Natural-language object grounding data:
-*-*-
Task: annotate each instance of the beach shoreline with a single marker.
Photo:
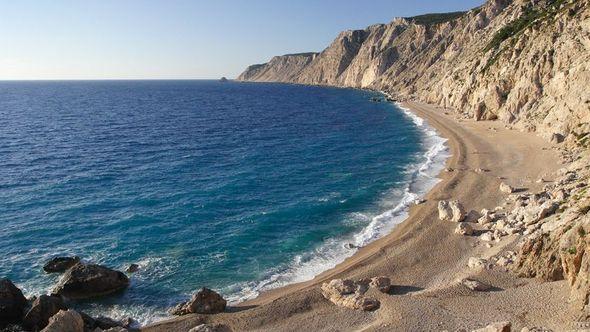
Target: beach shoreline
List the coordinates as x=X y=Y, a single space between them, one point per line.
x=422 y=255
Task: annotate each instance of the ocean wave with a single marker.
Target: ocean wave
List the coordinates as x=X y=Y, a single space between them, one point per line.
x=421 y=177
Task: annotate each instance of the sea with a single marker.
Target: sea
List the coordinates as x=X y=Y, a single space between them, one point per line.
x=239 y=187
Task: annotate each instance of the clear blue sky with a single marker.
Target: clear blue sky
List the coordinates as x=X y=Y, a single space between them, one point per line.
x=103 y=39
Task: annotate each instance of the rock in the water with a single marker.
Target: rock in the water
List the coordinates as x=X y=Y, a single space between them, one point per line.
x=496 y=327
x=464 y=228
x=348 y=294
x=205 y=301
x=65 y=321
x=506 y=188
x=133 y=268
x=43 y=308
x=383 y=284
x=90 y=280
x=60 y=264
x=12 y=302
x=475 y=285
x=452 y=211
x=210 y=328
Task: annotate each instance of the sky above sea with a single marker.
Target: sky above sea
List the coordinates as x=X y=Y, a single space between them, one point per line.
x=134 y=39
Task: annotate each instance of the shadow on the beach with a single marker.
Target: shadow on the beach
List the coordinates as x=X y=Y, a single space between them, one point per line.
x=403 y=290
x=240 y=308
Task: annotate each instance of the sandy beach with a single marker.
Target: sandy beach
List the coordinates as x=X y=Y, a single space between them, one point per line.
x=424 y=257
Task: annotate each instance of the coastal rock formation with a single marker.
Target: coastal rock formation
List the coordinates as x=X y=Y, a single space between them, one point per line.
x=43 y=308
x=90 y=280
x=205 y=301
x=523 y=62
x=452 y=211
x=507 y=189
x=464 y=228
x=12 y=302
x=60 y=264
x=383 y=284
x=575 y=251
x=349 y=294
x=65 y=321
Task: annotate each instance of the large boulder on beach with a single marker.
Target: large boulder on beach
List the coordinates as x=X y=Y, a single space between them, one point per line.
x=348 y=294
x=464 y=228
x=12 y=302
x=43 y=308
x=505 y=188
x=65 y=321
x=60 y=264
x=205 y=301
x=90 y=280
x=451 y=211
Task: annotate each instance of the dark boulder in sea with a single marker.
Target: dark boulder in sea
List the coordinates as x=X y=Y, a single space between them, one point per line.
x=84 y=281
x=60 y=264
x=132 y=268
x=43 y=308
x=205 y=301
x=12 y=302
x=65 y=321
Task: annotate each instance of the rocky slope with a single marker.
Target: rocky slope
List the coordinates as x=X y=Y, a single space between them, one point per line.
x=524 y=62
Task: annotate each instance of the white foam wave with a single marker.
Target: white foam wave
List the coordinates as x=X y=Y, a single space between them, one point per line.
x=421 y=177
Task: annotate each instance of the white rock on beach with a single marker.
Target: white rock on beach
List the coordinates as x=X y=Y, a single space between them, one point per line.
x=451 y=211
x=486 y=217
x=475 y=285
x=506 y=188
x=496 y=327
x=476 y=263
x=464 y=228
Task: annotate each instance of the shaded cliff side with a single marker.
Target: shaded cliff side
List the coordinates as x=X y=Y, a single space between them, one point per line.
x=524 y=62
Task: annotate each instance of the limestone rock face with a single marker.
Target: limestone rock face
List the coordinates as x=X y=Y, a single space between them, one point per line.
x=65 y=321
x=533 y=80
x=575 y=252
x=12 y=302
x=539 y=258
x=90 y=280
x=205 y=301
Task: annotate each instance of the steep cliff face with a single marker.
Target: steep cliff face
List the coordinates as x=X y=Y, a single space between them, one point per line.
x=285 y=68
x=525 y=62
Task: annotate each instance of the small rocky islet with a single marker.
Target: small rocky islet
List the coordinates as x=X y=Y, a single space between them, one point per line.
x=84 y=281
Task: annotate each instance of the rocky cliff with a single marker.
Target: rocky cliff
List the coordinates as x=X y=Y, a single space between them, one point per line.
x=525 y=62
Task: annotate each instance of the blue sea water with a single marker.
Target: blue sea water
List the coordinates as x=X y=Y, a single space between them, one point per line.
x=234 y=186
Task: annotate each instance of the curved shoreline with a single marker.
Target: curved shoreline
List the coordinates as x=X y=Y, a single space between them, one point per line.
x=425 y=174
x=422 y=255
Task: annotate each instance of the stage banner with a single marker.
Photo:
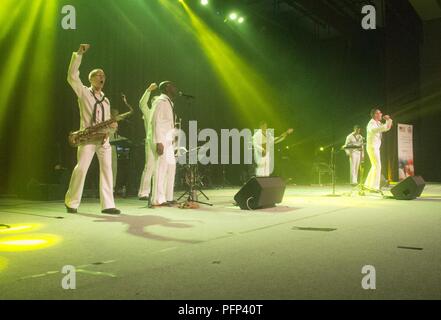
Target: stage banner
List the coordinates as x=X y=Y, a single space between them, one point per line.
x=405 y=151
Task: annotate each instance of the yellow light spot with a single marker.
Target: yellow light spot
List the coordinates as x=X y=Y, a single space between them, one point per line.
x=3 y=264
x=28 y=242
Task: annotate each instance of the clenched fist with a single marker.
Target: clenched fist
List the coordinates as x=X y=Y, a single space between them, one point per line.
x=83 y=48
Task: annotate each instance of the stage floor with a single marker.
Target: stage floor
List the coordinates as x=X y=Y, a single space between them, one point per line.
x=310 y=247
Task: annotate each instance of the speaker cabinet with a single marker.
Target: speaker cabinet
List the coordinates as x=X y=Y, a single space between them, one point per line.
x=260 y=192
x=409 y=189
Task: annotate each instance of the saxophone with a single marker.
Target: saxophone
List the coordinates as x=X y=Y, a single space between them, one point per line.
-*-*-
Which of the lines in the data hold the string "dark"? Report each of them by copying it.

→ **Solution for this exercise**
Task: annotate each instance of the dark boulder in sea with a single marker.
Target: dark boulder in sea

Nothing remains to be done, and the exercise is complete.